WORLD Vision Lesotho has called for the redoubling of efforts to stem the high mortality of children under the age of five, given that it is among the Millennium Development Goals Lesotho is supposed to have achieved by this year.

World Vision’s “Child Health Now” Coordinator, Moruti Pitso, told a stakeholders meeting, the agency had organised in Maseru last week that children under the age of five continue to die due to preventable diseases.

The “Child Health Now” campaign advocates for government intervention in stopping preventable deaths of children with one in five children in Lesotho dying due to preventable conditions such as malnutrition and dehydration.

The meeting, which was attended by officials from the Ministry of Health, Lesotho Council of Non-Governmental Organisations and Christian Council of Lesotho, among others was meant to chart a way towards lowering child mortality.

Mr Pitso said, according to the 2009 Demographic Health Survey (DHS), the mortality of under-fives had risen from 71 deaths per 1 000 live births in 1995 to 117 in 2009.

“This is driven primarily by the HIV pandemic, poor diets and living conditions as well as a deteriorating health care system,” Mr Pitso said.

“However, this is even more saddening because most of these children die of diseases that can be treated and cured if mothers take their children to clinics regularly to get the mother-baby packs and follow the proper dietary plan.

“The high HIV prevalence exacerbates the health system’s problems. Health workers, especially those providing maternal care, are being stretched beyond their capacity because of the high number of people living with HIV, resulting in the lowering of the quality of care.”

Mr Pitso urged stakeholders, from government to civil society organisations (CSOs), to formulate strategies to lower the scourge of child mortality.

He said campaigns against child mortality should target policy makers, women and girls of child-bearing age, children under five, faith based organisations and CSOs.

Mr Pitso added that politicians also need to be engaged since the policies they enact further or retard the cause of the campaign.

“This is not a small issue and we need to know now what they (politicians) are prepared to do in fighting child mortality after they win the (28 February) 2015 general elections, since they will then become policy makers in the incoming government,” he said.

Stakeholders said they would peruse the political parties’ manifestos to see whether stemming child mortality is a priority.

They also called for increased access to essential health services by communities, more utilisation and demand for health services as well as the beefing up of the human resource capacities at health facilities.

Record extracts >>

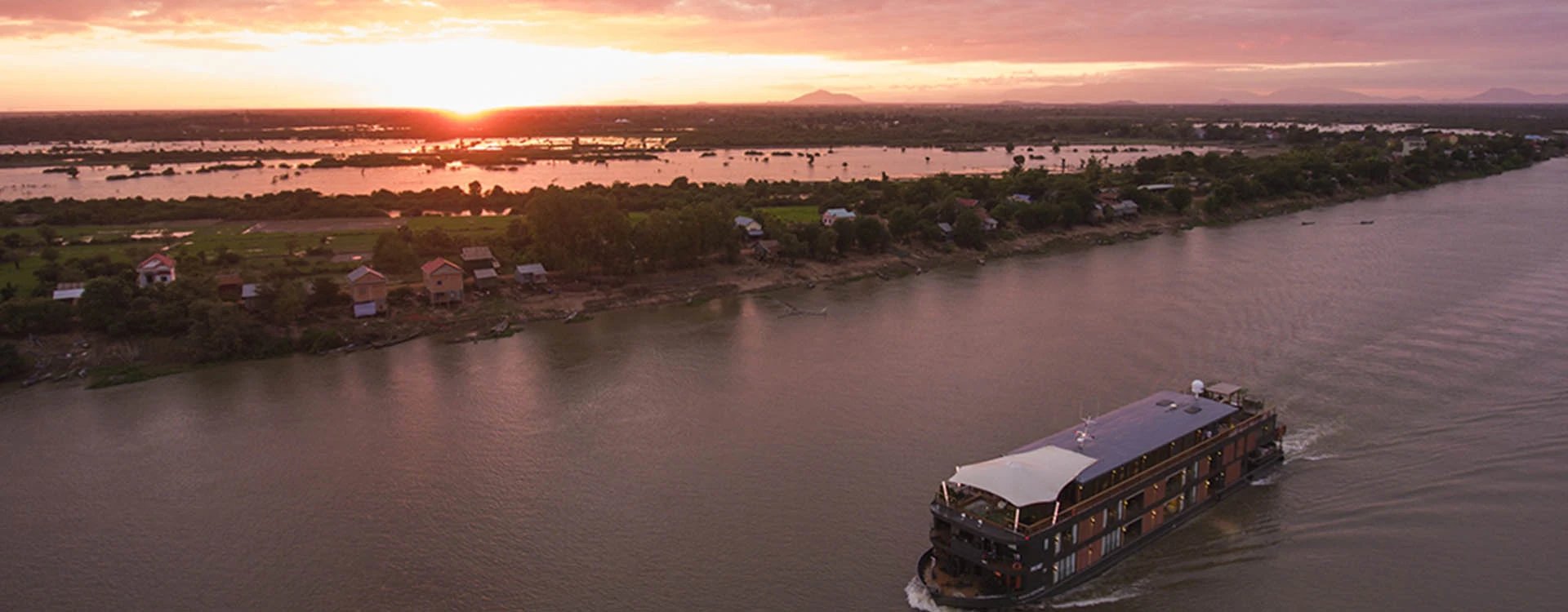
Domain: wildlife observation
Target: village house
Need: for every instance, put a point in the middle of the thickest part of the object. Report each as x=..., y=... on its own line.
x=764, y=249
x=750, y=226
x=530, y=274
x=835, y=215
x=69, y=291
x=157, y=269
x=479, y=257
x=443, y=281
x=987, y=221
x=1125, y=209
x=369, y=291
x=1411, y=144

...

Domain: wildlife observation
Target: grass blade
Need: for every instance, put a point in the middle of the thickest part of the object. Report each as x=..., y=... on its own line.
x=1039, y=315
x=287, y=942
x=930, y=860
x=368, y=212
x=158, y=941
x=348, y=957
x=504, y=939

Task instructions >>
Answer these questions from the article on child mortality in Lesotho:
(a) According to the 2009 Demographic Health Survey, what was the under-five mortality rate in 1995 and in 2009?
(b) What two preventable conditions does the article give as examples?
(c) What did stakeholders say they would examine to see whether stemming child mortality is a priority?

Task result >>
(a) 71 deaths per 1 000 live births in 1995 and 117 in 2009.
(b) Malnutrition and dehydration.
(c) The political parties' manifestos.